Task details – From the first line to the last, retype the records exactly and skip the pictures.
<<<<
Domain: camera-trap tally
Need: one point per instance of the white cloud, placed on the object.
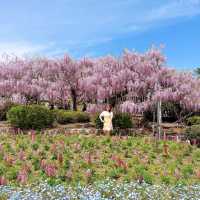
(180, 8)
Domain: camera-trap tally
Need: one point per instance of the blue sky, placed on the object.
(100, 27)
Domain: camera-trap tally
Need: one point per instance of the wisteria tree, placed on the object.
(134, 82)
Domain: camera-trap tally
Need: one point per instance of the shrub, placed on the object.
(194, 120)
(64, 117)
(170, 112)
(4, 109)
(193, 133)
(30, 117)
(120, 121)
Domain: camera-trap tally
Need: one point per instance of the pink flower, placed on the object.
(21, 155)
(3, 180)
(50, 170)
(22, 176)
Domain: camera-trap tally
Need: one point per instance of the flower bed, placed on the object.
(104, 190)
(87, 158)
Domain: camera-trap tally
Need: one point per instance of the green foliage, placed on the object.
(194, 120)
(193, 132)
(30, 117)
(4, 109)
(92, 158)
(170, 112)
(187, 171)
(65, 117)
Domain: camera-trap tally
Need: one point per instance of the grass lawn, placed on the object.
(84, 159)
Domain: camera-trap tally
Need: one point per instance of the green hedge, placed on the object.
(120, 121)
(30, 117)
(65, 117)
(194, 120)
(5, 108)
(193, 132)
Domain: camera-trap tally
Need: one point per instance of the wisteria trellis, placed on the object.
(130, 76)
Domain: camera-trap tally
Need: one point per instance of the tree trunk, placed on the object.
(74, 100)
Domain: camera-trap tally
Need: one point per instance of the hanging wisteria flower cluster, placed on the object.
(137, 80)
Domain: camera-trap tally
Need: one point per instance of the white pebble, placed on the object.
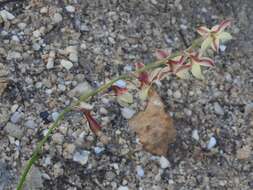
(140, 171)
(120, 83)
(127, 112)
(55, 115)
(98, 150)
(50, 61)
(6, 15)
(218, 109)
(66, 64)
(195, 134)
(70, 8)
(81, 157)
(164, 163)
(57, 18)
(123, 188)
(223, 48)
(212, 142)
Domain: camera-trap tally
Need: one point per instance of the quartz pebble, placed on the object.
(6, 15)
(81, 157)
(140, 171)
(164, 163)
(212, 142)
(195, 135)
(70, 8)
(66, 64)
(127, 113)
(123, 188)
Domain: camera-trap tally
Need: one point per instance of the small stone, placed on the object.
(98, 150)
(223, 48)
(13, 55)
(15, 38)
(30, 124)
(50, 61)
(66, 64)
(177, 94)
(68, 150)
(58, 138)
(36, 46)
(70, 9)
(55, 115)
(83, 46)
(164, 163)
(73, 57)
(195, 134)
(120, 83)
(43, 10)
(127, 113)
(14, 130)
(57, 18)
(6, 15)
(80, 89)
(22, 25)
(243, 153)
(123, 188)
(81, 157)
(84, 28)
(212, 142)
(36, 33)
(218, 109)
(140, 171)
(62, 87)
(16, 117)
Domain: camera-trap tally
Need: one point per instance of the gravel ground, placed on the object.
(51, 47)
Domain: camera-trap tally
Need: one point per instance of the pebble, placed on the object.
(70, 9)
(50, 61)
(6, 15)
(58, 138)
(218, 109)
(223, 48)
(177, 94)
(98, 150)
(120, 83)
(16, 117)
(84, 28)
(66, 64)
(22, 25)
(212, 142)
(14, 130)
(13, 55)
(81, 88)
(127, 113)
(30, 124)
(140, 171)
(81, 157)
(55, 115)
(57, 18)
(123, 188)
(195, 134)
(164, 163)
(62, 87)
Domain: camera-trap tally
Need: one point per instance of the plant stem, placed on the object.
(84, 98)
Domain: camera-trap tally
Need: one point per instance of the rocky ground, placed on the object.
(48, 48)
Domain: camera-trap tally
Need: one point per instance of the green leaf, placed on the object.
(143, 93)
(125, 99)
(196, 71)
(205, 44)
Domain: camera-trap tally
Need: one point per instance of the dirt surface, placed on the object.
(105, 38)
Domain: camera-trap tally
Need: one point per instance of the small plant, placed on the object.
(183, 64)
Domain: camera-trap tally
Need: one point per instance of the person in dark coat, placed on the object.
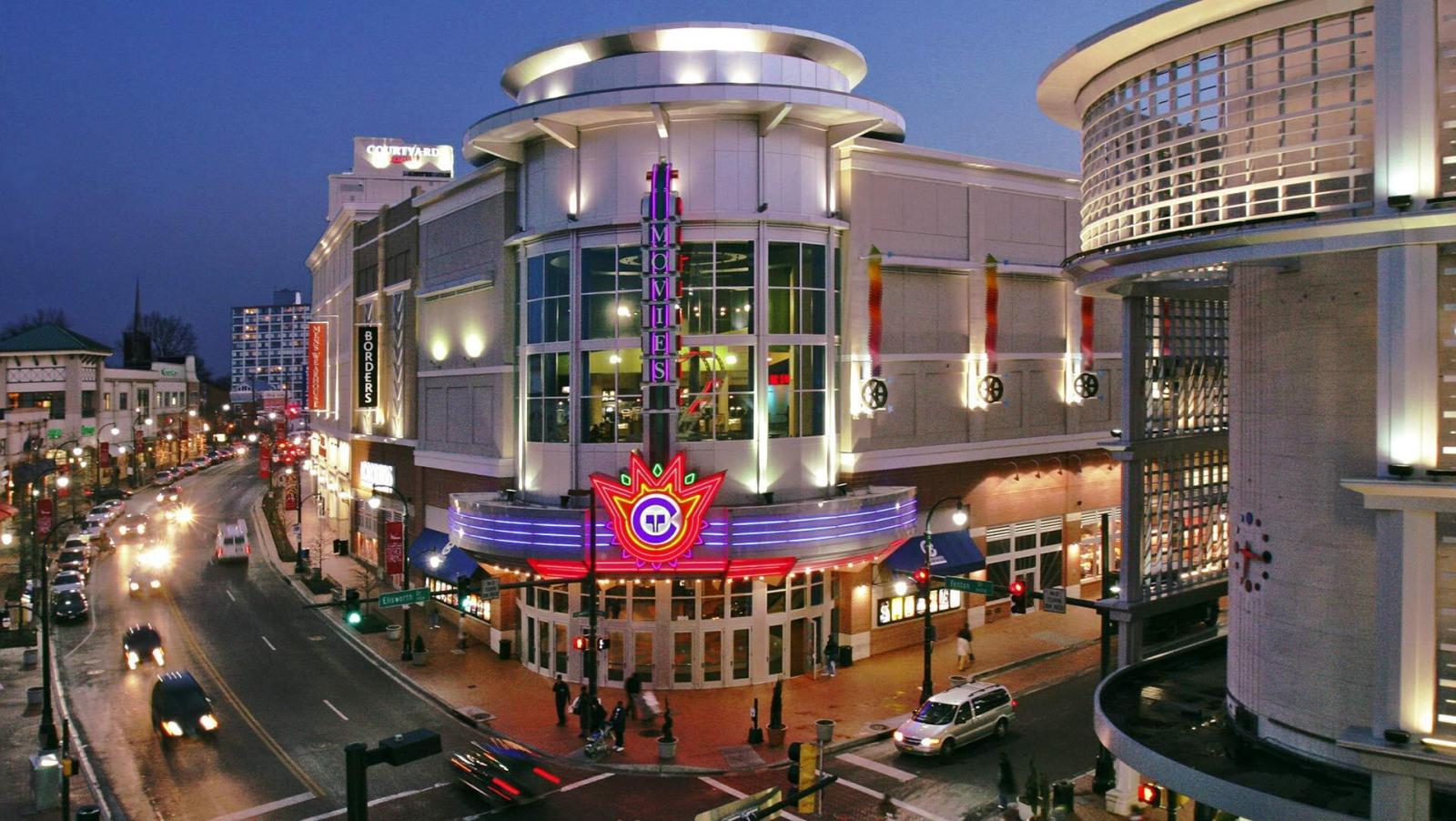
>>>>
Answer to this task –
Domain: camera-trap tally
Need: one point per instance of the white cloud, placed on the object.
(180, 8)
Domain: camera-trap tally
Need: one point per instance of the blue sky, placed on the object.
(100, 27)
Domain: camera-trap tally
Need: one point per instance of the wisteria tree, placed on the object.
(134, 82)
Domain: camera-trap tally
Need: one point per instance of the shrub, placed on the object.
(194, 120)
(64, 117)
(170, 112)
(4, 109)
(193, 133)
(30, 117)
(120, 121)
Domain: camera-trap tally
Need: one point per instance of the pink flower, placed on the object.
(21, 155)
(3, 180)
(50, 170)
(22, 176)
Domain: camera-trap tally
Need: one point per instance of the flower bed, placed on the object.
(104, 190)
(87, 158)
Domain: camera-trap tally
Need: one point per instance of the green foliage, placed on the object.
(194, 120)
(193, 132)
(30, 117)
(4, 109)
(92, 158)
(170, 112)
(187, 171)
(65, 117)
Domain: camera-trap tally
Need: one point per instance of the grass lawn, placed on the object.
(84, 159)
Domain: camera-trap tally
Need: one point per instance of the green hedge, placed on the object.
(120, 121)
(30, 117)
(65, 117)
(194, 120)
(5, 108)
(193, 132)
Domain: camera-trap tally
Need: one point per instance of the wisteria trellis, placed on the object.
(130, 76)
Domain: camera-trap tally
Need: one point per instance of the tree trunk, placed on the object.
(74, 100)
Domain: camera-trap tally
Need: one point per instance of the hanging wisteria flower cluster, placed on the object.
(137, 80)
Domain: camera-trap tally
Need: one point per instance of the white pebble, placed on the object.
(140, 171)
(120, 83)
(127, 112)
(55, 115)
(98, 150)
(50, 61)
(6, 15)
(218, 109)
(66, 64)
(195, 134)
(70, 8)
(81, 157)
(164, 163)
(57, 18)
(123, 188)
(223, 48)
(212, 142)
Domain: camera-trap tally
Need: one point per instance of the quartz pebble, placed on the object.
(6, 15)
(81, 157)
(140, 171)
(164, 163)
(212, 142)
(195, 135)
(70, 8)
(66, 64)
(127, 113)
(123, 188)
Domain: camera-trap tally
Need: one point per instance of the small stone, placed on the object.
(98, 150)
(223, 48)
(13, 55)
(15, 38)
(30, 124)
(50, 61)
(66, 64)
(177, 94)
(68, 150)
(58, 138)
(36, 46)
(70, 9)
(55, 115)
(83, 46)
(164, 163)
(73, 57)
(195, 134)
(120, 83)
(43, 10)
(127, 113)
(14, 130)
(57, 18)
(6, 15)
(80, 89)
(22, 25)
(243, 153)
(123, 188)
(81, 157)
(84, 28)
(212, 142)
(36, 33)
(218, 109)
(140, 171)
(62, 87)
(16, 117)
Domain: camera-trap tally
Need: one point per instance of the gravel ground, placed on the object.
(51, 47)
Domain: camera-trap tally
Need: one point per instance of the pebble, placed on the object.
(70, 9)
(50, 61)
(6, 15)
(58, 138)
(218, 109)
(223, 48)
(177, 94)
(98, 150)
(120, 83)
(16, 117)
(84, 28)
(66, 64)
(22, 25)
(212, 142)
(14, 130)
(13, 55)
(81, 88)
(127, 113)
(30, 124)
(140, 171)
(81, 157)
(55, 115)
(57, 18)
(123, 188)
(195, 134)
(164, 163)
(62, 87)
Domain: camera-trap tally
Need: one point per instance of the plant stem, placed on the object.
(84, 98)
Domain: camera-trap tally
Need: one point per instance of the rocky ground, placed on the object.
(48, 48)
Domain: camera-trap tally
Need: one point per instance of the green leaf, placed on the object.
(143, 93)
(125, 99)
(196, 71)
(205, 44)
Domain: camera-trap tally
Need: one point per instance of the dirt surface, placed on the object.
(105, 38)
Domain: camera-trap tally
Need: one point per instance of the small plant, placed on the object.
(183, 64)
Domain: camera-trap tally
Need: one point per instance of the person in dark coat, placed on the object.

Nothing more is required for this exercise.